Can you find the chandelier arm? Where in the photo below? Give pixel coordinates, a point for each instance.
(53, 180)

---

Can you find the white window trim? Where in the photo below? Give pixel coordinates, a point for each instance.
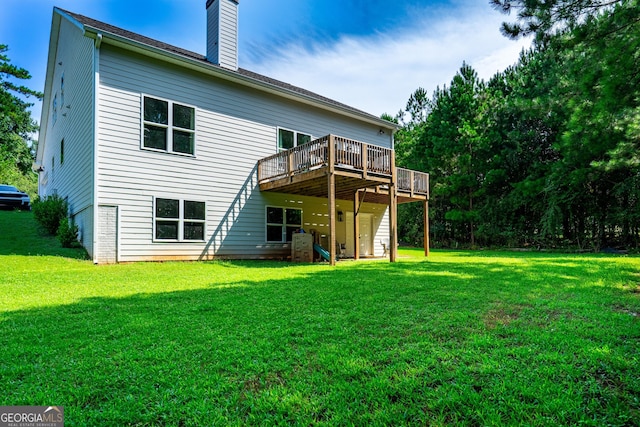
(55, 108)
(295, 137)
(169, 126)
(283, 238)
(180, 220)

--

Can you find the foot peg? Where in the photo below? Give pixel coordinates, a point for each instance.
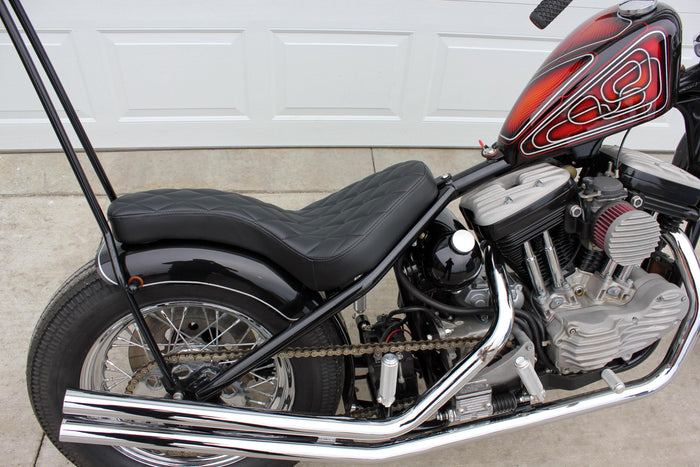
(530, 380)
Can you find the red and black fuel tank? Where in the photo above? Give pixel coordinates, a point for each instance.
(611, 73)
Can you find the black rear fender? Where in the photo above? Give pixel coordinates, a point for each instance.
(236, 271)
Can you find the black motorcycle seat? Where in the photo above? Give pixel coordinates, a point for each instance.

#### Aim
Starting with the line that contains "Can you find the black rear" and ending with the line that contains "Can you find the black motorcycle", copy those lines of the items above word for word. Include both of those lines.

#### Output
Can you find the black rear fender? Where in the photo above? Give pixel coordinates, a point for each instance.
(236, 271)
Can you find the black motorcycle seat? Where in the photo above? Give pixel coordinates, a point for each instance.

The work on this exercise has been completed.